### EXERCISE REQUIREMENTS
Please output the entries below from the line that contains "Q: Tag each instance of the blue and" through the final line, reproduced exactly and alone.

### Entries from a pointing dataset
--

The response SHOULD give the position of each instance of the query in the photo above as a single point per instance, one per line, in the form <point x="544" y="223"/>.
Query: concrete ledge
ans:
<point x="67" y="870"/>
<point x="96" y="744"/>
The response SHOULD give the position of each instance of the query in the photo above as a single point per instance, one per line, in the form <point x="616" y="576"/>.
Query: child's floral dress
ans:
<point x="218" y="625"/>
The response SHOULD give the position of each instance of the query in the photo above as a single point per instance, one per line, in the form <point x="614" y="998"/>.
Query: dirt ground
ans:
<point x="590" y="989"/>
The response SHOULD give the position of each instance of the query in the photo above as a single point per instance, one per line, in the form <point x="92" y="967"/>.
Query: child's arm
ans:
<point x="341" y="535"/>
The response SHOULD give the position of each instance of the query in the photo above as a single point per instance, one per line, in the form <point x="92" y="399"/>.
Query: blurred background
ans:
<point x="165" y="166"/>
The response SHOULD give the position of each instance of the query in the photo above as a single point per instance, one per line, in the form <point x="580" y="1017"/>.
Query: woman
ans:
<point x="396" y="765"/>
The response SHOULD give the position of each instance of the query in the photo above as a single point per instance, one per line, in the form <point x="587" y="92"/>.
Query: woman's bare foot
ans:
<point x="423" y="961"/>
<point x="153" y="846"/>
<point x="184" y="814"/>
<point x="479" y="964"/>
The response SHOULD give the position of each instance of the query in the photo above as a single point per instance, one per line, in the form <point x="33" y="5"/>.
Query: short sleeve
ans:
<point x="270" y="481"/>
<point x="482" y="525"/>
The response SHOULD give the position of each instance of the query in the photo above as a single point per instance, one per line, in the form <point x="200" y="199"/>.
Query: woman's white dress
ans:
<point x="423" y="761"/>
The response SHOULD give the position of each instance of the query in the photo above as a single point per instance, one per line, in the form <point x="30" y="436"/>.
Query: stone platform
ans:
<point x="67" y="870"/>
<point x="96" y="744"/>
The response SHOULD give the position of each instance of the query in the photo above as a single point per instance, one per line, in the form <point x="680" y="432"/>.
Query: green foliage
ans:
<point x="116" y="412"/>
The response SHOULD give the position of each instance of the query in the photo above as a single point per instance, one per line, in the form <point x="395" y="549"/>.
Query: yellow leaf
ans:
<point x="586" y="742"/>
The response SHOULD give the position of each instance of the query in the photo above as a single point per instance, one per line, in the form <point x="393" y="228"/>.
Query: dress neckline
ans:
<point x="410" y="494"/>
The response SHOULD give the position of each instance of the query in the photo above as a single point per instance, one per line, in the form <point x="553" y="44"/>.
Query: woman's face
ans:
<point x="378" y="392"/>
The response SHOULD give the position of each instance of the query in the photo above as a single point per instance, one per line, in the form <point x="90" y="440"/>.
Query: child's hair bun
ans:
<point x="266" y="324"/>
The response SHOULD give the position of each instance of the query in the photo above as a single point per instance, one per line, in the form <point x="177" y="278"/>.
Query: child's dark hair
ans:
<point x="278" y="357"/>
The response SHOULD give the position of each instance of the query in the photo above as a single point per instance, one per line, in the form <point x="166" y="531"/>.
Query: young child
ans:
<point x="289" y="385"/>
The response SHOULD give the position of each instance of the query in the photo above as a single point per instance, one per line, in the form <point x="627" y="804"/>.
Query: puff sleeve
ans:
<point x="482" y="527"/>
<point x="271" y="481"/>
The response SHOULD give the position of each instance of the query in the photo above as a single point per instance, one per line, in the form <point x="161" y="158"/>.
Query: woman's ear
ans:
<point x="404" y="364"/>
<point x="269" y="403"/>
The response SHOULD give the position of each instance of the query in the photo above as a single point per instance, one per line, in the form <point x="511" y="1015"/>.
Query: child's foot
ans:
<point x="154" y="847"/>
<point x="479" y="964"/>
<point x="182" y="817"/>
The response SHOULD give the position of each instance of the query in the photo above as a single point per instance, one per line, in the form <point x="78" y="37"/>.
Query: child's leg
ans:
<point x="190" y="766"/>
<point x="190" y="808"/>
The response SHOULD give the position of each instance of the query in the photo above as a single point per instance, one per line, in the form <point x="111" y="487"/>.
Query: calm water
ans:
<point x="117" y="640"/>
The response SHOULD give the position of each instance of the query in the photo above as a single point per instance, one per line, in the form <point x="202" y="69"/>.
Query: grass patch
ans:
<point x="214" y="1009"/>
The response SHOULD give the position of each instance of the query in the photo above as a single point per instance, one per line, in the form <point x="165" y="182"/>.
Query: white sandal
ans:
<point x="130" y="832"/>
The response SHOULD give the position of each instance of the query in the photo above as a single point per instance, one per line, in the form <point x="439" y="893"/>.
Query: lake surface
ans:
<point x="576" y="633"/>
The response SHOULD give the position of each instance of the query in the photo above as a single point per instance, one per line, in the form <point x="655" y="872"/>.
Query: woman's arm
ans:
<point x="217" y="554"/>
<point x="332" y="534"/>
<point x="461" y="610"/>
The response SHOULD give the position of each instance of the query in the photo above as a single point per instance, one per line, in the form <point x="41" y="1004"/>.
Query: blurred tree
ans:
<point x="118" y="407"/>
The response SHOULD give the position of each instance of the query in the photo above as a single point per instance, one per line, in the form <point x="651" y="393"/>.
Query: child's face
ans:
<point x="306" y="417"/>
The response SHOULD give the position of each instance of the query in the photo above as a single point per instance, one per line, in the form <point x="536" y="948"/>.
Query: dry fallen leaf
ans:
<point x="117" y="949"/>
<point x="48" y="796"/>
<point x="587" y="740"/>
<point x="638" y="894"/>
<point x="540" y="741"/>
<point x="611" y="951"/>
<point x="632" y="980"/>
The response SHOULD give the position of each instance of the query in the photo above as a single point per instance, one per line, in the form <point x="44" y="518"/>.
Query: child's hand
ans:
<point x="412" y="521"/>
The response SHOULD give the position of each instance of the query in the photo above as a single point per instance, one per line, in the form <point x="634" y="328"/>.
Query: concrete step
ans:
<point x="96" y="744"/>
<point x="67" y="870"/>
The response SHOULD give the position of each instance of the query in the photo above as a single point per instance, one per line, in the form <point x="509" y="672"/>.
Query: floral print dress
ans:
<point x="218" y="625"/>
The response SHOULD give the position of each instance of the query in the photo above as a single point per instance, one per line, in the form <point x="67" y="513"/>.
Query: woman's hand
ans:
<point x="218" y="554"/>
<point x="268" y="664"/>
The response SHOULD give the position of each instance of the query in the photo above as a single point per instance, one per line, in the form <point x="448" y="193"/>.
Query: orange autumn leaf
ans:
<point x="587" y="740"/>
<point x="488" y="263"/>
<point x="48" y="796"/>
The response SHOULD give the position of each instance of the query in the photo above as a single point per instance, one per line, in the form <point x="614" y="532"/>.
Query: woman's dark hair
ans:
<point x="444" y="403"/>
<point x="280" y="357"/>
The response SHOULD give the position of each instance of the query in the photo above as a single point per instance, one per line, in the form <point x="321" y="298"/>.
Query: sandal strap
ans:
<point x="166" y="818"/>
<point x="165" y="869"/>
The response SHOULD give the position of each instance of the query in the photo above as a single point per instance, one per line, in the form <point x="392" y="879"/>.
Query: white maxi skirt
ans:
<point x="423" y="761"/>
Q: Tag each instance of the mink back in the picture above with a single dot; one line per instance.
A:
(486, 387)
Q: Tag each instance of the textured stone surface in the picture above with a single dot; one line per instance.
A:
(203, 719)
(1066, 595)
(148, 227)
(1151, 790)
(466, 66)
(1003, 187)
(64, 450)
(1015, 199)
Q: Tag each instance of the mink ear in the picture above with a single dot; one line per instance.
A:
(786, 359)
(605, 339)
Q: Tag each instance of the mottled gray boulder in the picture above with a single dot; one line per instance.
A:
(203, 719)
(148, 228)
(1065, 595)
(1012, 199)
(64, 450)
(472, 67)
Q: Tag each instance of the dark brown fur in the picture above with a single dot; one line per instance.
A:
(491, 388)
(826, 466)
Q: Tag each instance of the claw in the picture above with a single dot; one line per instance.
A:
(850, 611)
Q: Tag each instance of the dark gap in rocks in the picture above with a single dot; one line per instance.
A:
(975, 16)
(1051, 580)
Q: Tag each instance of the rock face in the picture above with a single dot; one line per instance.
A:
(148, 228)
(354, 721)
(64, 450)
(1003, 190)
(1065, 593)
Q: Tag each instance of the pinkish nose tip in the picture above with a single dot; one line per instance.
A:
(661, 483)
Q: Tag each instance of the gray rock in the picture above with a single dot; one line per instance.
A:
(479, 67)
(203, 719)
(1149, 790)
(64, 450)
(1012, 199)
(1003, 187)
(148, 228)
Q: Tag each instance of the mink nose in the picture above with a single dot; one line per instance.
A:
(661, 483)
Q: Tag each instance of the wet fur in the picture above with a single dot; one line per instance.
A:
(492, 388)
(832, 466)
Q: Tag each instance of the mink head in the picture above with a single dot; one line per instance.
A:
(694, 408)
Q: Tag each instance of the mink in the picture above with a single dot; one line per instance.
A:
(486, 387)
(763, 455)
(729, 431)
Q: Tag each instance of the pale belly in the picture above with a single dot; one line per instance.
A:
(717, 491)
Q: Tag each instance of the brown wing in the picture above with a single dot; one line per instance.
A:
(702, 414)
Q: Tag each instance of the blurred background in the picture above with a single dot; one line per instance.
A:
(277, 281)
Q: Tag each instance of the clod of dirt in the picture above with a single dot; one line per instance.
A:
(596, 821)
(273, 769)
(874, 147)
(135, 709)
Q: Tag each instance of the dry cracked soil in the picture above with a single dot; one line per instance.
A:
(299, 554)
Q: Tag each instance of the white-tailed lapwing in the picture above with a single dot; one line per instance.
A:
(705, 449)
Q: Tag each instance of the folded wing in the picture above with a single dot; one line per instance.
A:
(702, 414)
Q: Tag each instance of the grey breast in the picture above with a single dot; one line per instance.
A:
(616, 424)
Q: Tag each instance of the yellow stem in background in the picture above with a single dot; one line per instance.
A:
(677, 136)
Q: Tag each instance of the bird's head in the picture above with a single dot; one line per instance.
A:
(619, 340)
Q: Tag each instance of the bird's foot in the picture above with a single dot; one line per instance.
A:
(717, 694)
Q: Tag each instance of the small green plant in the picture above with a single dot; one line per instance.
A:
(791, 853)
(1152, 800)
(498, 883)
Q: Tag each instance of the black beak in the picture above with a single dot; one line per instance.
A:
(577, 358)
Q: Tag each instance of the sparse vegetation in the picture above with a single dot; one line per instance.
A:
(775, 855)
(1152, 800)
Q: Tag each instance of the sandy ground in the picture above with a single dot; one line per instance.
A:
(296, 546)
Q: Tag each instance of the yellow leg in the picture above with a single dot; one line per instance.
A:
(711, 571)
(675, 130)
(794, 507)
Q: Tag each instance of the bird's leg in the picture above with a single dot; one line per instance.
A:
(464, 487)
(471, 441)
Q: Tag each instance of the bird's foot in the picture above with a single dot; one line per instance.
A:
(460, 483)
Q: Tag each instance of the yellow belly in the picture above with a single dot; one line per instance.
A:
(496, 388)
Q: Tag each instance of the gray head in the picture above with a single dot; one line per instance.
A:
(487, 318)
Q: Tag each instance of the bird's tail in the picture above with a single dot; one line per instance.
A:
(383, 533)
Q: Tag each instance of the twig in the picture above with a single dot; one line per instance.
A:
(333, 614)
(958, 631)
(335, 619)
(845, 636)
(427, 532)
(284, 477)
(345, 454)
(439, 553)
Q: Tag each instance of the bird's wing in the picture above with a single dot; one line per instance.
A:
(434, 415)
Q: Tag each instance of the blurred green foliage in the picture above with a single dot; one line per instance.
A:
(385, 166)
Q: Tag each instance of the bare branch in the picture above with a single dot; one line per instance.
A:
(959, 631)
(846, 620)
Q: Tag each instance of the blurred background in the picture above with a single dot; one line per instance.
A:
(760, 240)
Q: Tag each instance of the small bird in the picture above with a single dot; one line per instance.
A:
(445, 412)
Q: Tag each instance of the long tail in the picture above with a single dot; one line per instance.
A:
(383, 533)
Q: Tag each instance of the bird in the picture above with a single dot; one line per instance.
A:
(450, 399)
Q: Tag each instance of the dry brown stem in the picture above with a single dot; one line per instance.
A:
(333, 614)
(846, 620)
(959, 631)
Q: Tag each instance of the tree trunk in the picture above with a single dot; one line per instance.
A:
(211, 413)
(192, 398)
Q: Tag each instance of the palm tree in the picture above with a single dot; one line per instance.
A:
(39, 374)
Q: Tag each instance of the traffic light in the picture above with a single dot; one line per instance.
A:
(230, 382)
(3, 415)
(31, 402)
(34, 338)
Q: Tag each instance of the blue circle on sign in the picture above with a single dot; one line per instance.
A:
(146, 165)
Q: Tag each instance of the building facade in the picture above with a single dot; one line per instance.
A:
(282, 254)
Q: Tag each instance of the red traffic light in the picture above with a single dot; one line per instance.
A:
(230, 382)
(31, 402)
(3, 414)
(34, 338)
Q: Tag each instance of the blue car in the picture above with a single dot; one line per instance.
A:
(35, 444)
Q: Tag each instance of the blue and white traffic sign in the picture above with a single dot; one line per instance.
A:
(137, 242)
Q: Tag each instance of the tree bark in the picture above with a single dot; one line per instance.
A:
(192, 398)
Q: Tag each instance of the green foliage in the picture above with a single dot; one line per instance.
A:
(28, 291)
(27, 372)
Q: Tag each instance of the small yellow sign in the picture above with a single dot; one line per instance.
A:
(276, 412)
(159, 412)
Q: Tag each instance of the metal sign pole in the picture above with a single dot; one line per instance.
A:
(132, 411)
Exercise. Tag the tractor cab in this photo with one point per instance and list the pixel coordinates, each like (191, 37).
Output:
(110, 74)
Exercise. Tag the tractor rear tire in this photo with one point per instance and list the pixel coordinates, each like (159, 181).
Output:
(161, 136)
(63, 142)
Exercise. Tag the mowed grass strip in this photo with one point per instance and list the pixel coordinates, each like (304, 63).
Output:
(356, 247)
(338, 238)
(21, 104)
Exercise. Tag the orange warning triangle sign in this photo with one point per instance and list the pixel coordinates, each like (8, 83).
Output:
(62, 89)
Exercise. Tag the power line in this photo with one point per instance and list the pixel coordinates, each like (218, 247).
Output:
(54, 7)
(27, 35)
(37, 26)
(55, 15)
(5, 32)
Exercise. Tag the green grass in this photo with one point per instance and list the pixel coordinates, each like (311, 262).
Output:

--

### ANSWER TO THIS TASK
Q: Tag each instance of the blue and white traffic sign in the picture above with a single dot; one line per instance.
A:
(137, 242)
Q: Tag each instance of the tree bark in the picture above with a single dot; one line per instance.
A:
(192, 398)
Q: Tag each instance of the green foliage in the picture above with a single dot; one line per instance.
A:
(28, 291)
(27, 372)
Q: Tag each instance of the small yellow sign in the picture above with a single dot; one line per instance.
A:
(276, 412)
(159, 412)
Q: Tag each instance of the metal sign pole in the picture above with a single dot; one line per instance.
A:
(132, 411)
Exercise. Tag the tractor cab in this photo with one point per instance and list the pixel coordinates, each like (191, 37).
Output:
(110, 74)
Exercise. Tag the tractor rear tire in this photo with one point per instance and list the pixel coordinates, each like (159, 181).
Output:
(161, 136)
(63, 142)
Exercise. Tag the mowed grass strip in this photo with one point per instance and list the pixel coordinates, each like (304, 63).
Output:
(356, 247)
(338, 238)
(21, 104)
Exercise. Tag the orange warning triangle sign in this photo with one point per instance and list the pixel coordinates, each like (8, 83).
Output:
(62, 89)
Exercise. Tag the power line in this photo with one point per instance and list the pixel coordinates, each like (218, 247).
Output:
(54, 7)
(27, 35)
(37, 26)
(55, 15)
(5, 32)
Exercise. Tag the green grass in this photo with one point per instance and list the pixel coordinates, each like (311, 262).
Output:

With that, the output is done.